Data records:
= = =

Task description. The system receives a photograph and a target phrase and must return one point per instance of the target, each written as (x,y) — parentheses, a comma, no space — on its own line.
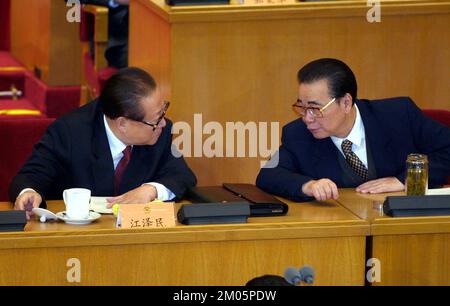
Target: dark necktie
(353,160)
(120,169)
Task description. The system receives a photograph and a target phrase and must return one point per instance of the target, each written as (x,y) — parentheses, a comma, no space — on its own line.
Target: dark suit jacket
(74,152)
(394,128)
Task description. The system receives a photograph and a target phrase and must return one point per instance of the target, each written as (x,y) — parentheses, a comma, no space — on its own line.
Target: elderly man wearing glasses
(117,145)
(340,141)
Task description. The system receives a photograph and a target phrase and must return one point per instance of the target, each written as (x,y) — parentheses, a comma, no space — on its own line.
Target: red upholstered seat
(33,101)
(96,79)
(442,116)
(17,139)
(8,61)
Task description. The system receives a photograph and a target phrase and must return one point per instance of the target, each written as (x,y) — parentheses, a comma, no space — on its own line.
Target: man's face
(316,95)
(139,133)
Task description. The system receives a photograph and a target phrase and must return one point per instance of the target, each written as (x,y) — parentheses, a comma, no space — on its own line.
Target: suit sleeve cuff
(163,193)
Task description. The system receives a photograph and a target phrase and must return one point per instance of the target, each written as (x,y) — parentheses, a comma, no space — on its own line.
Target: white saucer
(92,217)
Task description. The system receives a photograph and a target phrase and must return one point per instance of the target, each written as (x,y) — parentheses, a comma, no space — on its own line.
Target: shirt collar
(115,144)
(357,134)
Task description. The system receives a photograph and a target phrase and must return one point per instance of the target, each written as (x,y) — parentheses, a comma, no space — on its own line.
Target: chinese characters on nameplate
(141,216)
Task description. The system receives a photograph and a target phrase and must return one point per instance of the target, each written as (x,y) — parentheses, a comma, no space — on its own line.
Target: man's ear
(122,124)
(347,102)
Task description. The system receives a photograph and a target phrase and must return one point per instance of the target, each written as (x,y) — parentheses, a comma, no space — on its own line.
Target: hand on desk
(144,194)
(321,190)
(386,184)
(27,201)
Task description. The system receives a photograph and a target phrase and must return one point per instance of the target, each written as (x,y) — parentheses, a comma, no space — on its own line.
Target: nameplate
(141,216)
(263,1)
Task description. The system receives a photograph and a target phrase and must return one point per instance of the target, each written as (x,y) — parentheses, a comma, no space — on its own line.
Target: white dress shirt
(358,137)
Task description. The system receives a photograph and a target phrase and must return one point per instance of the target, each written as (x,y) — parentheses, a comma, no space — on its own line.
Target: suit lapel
(102,163)
(138,168)
(325,160)
(379,141)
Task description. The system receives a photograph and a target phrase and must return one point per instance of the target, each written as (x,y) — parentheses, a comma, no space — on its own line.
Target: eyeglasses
(313,111)
(163,114)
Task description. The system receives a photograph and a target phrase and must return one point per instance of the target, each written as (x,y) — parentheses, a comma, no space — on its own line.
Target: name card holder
(151,215)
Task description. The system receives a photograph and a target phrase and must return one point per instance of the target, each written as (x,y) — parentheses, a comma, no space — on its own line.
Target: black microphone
(292,276)
(307,275)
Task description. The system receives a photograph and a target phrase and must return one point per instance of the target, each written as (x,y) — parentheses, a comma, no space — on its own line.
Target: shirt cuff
(163,193)
(112,4)
(25,190)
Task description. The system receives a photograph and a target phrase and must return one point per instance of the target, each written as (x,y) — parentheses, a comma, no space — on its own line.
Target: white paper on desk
(98,204)
(439,191)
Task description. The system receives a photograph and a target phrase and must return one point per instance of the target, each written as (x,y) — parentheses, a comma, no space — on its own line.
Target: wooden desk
(412,251)
(325,236)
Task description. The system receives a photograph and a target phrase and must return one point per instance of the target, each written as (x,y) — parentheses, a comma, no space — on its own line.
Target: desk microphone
(297,277)
(307,275)
(292,276)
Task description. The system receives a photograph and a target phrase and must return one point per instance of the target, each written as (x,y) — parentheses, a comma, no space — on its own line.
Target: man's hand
(321,190)
(141,195)
(386,184)
(27,201)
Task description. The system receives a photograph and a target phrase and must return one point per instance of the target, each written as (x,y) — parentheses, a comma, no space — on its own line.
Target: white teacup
(77,203)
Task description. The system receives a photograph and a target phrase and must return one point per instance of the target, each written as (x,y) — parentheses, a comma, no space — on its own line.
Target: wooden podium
(234,63)
(323,235)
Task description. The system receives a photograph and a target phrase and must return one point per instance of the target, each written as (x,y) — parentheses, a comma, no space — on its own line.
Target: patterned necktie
(120,169)
(353,160)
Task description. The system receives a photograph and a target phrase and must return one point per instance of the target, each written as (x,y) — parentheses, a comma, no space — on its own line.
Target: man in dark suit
(118,26)
(119,145)
(344,142)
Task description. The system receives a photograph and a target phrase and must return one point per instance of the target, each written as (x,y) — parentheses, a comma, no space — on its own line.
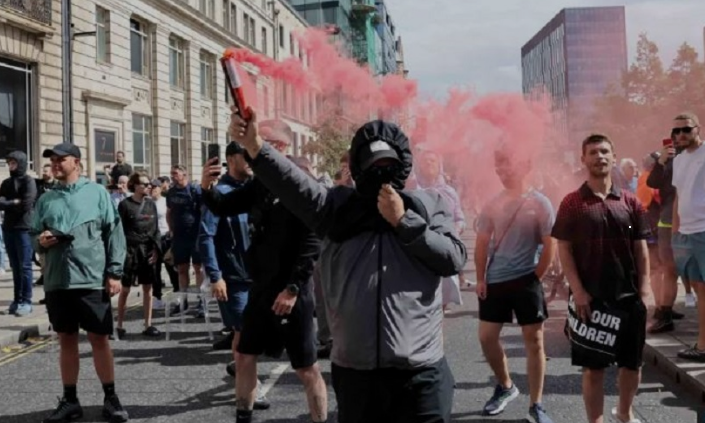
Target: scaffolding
(362,23)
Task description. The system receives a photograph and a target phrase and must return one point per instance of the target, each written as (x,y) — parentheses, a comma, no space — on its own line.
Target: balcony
(33,10)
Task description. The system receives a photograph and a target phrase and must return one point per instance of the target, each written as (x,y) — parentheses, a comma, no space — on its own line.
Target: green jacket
(84,211)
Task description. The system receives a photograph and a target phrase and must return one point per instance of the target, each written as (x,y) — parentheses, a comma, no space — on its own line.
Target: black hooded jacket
(19,186)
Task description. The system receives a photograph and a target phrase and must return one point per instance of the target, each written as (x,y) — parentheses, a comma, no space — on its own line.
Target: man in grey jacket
(384,254)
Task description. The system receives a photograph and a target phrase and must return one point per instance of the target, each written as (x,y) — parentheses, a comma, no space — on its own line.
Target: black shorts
(137,267)
(265,333)
(630,344)
(88,309)
(394,395)
(522,297)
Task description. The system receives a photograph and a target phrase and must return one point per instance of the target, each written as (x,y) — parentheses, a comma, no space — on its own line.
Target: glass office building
(576,57)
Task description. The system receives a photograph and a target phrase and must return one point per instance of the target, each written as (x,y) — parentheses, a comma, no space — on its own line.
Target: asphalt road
(183,380)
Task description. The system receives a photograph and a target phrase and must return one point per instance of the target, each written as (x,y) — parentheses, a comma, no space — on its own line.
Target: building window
(177,67)
(206,75)
(141,142)
(178,144)
(206,138)
(233,18)
(207,7)
(102,33)
(16,107)
(139,48)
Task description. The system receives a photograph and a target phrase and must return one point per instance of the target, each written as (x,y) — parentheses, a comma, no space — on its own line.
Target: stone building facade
(148,82)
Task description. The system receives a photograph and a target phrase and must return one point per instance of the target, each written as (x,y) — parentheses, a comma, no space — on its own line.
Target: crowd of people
(374,256)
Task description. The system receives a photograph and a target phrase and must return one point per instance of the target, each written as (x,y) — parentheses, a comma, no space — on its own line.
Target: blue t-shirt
(516,256)
(185,207)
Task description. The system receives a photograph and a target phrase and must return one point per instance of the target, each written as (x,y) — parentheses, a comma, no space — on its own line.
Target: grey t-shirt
(516,255)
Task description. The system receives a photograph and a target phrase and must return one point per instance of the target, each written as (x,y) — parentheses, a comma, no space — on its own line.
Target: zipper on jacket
(379,301)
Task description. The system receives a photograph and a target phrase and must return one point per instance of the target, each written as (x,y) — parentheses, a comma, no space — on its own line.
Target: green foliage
(638,113)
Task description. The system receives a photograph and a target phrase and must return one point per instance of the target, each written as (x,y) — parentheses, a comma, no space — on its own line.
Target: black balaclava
(21,160)
(368,181)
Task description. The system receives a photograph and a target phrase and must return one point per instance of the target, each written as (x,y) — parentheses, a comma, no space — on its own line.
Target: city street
(183,380)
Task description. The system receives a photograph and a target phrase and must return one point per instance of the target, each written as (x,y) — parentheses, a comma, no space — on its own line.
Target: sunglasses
(685,130)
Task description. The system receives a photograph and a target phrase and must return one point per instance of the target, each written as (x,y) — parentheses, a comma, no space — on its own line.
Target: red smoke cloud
(465,129)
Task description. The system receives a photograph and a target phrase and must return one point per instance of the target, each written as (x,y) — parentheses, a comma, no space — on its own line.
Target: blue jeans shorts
(689,255)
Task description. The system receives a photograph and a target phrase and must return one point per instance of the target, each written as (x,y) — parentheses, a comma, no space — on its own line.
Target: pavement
(184,380)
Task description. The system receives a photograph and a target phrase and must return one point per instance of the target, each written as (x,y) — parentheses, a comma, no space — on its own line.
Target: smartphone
(232,77)
(214,152)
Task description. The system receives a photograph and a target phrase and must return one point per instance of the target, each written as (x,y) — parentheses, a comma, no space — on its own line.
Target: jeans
(20,252)
(2,255)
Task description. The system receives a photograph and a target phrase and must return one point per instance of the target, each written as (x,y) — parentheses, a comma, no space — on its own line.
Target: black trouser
(170,270)
(423,395)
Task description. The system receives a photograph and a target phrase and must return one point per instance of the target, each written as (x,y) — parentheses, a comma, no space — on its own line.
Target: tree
(638,112)
(332,137)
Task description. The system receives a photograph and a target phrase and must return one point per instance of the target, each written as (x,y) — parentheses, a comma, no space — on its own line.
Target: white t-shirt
(689,180)
(161,215)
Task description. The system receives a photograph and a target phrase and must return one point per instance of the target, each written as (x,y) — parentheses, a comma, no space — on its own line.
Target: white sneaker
(158,304)
(690,300)
(614,414)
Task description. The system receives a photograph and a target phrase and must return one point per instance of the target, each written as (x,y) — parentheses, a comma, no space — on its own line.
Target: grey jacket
(381,289)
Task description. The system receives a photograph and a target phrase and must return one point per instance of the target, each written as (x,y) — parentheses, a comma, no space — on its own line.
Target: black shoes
(65,412)
(113,411)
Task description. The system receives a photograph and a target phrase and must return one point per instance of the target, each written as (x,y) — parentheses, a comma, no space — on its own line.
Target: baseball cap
(376,150)
(62,150)
(234,148)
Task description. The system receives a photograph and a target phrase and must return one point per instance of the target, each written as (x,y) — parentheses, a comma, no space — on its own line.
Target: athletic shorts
(394,395)
(88,309)
(630,345)
(689,255)
(137,267)
(185,250)
(521,298)
(232,310)
(265,333)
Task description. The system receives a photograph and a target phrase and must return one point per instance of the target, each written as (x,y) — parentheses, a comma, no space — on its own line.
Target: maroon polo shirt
(602,235)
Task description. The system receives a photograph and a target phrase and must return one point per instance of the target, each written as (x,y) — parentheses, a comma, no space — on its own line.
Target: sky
(477,43)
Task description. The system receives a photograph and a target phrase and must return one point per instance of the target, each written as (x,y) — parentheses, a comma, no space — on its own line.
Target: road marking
(274,376)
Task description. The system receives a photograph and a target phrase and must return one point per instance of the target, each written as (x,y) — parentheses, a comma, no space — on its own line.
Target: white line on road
(274,376)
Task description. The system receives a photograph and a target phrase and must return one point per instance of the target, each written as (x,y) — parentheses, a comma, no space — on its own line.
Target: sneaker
(614,414)
(690,300)
(500,399)
(662,325)
(24,309)
(224,344)
(261,401)
(65,412)
(158,304)
(537,414)
(113,411)
(152,332)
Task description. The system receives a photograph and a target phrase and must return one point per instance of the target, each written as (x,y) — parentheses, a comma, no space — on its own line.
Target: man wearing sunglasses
(689,218)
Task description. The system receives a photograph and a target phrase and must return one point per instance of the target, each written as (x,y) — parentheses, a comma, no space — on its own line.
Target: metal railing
(37,10)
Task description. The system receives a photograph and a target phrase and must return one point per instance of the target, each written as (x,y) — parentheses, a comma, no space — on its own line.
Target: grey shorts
(689,255)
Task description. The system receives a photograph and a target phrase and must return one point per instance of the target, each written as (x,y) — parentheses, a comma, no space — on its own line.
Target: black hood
(21,160)
(392,135)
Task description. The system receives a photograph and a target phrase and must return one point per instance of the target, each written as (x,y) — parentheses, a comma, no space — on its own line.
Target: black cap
(376,150)
(234,148)
(62,150)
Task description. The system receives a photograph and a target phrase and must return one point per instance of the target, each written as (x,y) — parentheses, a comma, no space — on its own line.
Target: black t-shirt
(602,235)
(139,222)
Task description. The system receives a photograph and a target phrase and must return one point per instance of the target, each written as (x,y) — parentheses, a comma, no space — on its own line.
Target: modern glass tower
(576,57)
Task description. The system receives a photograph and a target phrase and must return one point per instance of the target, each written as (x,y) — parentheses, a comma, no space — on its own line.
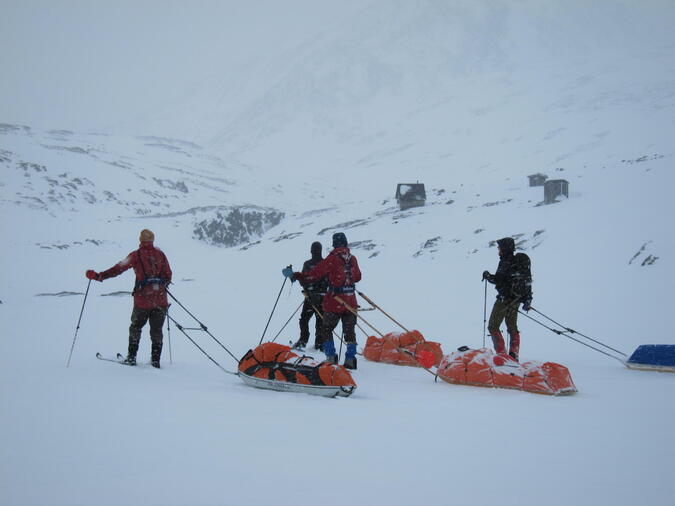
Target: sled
(283,386)
(484,368)
(402,348)
(653,357)
(274,366)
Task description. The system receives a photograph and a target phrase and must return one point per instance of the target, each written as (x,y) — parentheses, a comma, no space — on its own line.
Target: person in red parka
(153,274)
(342,271)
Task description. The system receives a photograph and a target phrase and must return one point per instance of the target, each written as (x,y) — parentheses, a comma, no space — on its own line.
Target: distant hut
(410,195)
(537,179)
(554,188)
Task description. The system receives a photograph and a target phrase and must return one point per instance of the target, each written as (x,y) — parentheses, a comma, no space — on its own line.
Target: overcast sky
(93,64)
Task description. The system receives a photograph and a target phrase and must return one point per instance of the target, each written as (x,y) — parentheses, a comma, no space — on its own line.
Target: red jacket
(342,271)
(148,262)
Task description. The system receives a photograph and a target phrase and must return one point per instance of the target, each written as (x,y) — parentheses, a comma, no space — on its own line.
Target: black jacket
(513,279)
(317,287)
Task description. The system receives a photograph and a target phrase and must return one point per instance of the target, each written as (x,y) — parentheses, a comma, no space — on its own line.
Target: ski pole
(564,333)
(282,328)
(72,346)
(273,309)
(572,331)
(203,327)
(342,340)
(484,311)
(321,315)
(181,328)
(383,311)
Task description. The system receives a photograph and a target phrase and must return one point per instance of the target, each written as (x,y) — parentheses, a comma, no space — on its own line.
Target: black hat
(339,240)
(507,244)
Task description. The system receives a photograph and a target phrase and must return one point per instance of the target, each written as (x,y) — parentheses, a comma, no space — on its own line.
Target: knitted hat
(146,236)
(339,240)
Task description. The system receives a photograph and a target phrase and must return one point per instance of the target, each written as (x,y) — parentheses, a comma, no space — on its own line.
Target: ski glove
(93,275)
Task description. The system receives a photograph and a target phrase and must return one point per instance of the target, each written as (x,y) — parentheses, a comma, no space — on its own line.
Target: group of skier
(329,288)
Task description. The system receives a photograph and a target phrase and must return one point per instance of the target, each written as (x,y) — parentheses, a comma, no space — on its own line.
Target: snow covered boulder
(401,348)
(486,369)
(273,366)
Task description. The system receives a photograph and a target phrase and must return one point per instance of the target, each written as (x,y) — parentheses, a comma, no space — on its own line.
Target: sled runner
(402,348)
(486,369)
(274,366)
(653,357)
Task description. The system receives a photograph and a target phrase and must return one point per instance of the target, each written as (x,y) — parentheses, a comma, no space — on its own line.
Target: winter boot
(514,345)
(350,356)
(498,341)
(329,350)
(133,349)
(155,354)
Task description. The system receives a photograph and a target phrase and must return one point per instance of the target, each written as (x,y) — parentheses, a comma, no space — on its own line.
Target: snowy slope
(572,90)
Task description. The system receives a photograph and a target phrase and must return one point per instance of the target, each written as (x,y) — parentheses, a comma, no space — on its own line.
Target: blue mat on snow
(653,356)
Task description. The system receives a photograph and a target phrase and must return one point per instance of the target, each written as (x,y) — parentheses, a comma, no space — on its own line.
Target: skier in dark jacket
(313,292)
(513,282)
(342,271)
(153,274)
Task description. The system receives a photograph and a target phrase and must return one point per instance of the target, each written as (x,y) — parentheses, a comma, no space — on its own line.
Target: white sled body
(650,367)
(285,386)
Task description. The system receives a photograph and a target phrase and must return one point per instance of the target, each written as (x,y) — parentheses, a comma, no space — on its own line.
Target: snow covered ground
(602,262)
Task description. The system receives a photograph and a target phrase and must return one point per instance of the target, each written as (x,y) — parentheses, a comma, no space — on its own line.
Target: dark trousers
(330,321)
(139,317)
(308,310)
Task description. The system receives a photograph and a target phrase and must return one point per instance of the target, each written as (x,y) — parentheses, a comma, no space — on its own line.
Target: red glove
(93,275)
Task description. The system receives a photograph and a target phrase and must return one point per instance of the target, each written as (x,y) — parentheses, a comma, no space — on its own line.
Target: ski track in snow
(189,434)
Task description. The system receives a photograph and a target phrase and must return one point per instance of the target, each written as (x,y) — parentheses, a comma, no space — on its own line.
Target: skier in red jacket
(342,271)
(153,274)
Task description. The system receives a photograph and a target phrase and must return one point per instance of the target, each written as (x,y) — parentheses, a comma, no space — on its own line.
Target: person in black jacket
(513,282)
(314,292)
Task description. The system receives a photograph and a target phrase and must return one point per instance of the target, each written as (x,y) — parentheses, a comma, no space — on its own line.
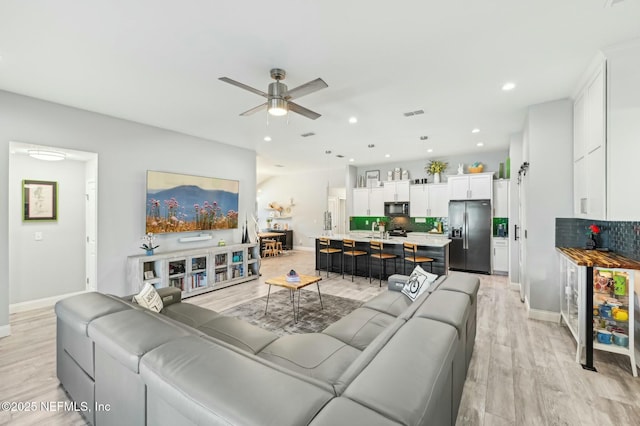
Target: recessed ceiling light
(508,86)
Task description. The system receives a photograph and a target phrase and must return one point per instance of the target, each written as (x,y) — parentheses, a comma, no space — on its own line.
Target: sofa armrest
(170,295)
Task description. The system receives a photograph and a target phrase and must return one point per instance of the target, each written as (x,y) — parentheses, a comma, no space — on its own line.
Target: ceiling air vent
(412,113)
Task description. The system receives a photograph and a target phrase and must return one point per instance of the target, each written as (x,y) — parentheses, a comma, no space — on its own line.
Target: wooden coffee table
(305,280)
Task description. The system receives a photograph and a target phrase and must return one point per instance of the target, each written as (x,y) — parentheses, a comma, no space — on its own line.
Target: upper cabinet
(501,198)
(589,147)
(431,200)
(368,202)
(396,191)
(474,186)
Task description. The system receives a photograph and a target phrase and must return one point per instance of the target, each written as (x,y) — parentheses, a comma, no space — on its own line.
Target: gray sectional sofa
(389,362)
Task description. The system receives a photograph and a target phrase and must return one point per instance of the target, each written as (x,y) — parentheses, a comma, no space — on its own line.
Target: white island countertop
(421,238)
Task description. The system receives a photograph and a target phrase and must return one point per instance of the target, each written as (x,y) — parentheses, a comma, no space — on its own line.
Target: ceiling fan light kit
(279,96)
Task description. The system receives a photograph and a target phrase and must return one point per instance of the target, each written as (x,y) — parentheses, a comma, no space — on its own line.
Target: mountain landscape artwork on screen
(185,203)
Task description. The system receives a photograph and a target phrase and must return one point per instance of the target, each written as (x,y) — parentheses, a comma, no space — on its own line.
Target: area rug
(279,318)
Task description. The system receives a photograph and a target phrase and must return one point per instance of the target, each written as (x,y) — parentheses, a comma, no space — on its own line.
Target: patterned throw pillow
(417,283)
(149,298)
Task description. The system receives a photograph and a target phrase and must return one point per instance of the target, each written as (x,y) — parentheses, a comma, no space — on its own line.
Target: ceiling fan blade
(303,111)
(305,89)
(243,86)
(255,109)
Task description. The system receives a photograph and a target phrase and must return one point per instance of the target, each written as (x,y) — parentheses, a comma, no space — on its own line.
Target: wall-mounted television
(185,203)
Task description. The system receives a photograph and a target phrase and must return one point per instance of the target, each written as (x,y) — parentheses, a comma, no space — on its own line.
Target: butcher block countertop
(601,259)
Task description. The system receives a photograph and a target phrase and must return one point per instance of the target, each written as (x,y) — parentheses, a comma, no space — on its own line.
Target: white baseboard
(5,330)
(39,303)
(541,315)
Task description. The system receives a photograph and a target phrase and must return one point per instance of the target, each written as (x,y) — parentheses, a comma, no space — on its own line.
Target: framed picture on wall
(40,200)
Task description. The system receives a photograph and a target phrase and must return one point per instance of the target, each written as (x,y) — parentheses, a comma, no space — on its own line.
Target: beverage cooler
(612,321)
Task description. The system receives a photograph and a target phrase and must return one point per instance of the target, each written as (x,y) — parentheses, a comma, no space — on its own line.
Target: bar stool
(349,249)
(325,247)
(376,251)
(269,248)
(410,255)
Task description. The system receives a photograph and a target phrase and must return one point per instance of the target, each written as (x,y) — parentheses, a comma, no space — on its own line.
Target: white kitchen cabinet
(368,202)
(501,198)
(438,200)
(474,186)
(396,191)
(418,201)
(500,255)
(431,200)
(589,147)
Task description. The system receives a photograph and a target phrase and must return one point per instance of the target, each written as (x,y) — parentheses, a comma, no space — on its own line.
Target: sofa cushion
(390,302)
(210,384)
(239,333)
(343,411)
(464,283)
(78,311)
(408,376)
(359,327)
(315,354)
(128,335)
(189,314)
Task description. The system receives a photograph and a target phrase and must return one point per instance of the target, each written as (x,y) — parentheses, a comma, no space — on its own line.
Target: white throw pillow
(418,282)
(149,298)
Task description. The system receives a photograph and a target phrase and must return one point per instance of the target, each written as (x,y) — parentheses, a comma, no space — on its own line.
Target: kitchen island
(435,246)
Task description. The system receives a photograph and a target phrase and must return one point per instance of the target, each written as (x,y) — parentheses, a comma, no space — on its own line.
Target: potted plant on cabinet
(435,167)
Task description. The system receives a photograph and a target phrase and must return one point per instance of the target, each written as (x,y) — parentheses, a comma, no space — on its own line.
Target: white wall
(56,264)
(623,131)
(309,193)
(125,151)
(515,154)
(549,189)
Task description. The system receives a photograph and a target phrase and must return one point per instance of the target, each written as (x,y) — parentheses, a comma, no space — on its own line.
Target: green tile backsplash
(497,221)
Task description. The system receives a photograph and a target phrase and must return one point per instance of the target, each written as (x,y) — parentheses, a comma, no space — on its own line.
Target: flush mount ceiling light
(508,86)
(46,155)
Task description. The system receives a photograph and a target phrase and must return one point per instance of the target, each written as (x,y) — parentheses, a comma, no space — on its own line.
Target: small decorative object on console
(293,277)
(593,231)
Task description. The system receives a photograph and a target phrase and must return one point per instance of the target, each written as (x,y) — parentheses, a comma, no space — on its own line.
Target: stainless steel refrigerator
(470,233)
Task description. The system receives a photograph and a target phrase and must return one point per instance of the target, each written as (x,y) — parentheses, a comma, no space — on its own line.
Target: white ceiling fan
(279,97)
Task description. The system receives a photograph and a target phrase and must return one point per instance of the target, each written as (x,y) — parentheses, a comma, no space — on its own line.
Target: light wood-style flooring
(522,372)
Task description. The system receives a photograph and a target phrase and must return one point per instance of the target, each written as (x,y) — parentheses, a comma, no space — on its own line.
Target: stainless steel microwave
(400,208)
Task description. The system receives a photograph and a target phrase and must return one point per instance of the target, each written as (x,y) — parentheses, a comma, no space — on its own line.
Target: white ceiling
(158,62)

= = =

Pull out every line in the rows above that contains the word "steel", and copy each one out in full.

Target: stainless steel refrigerator
Target: stainless steel microwave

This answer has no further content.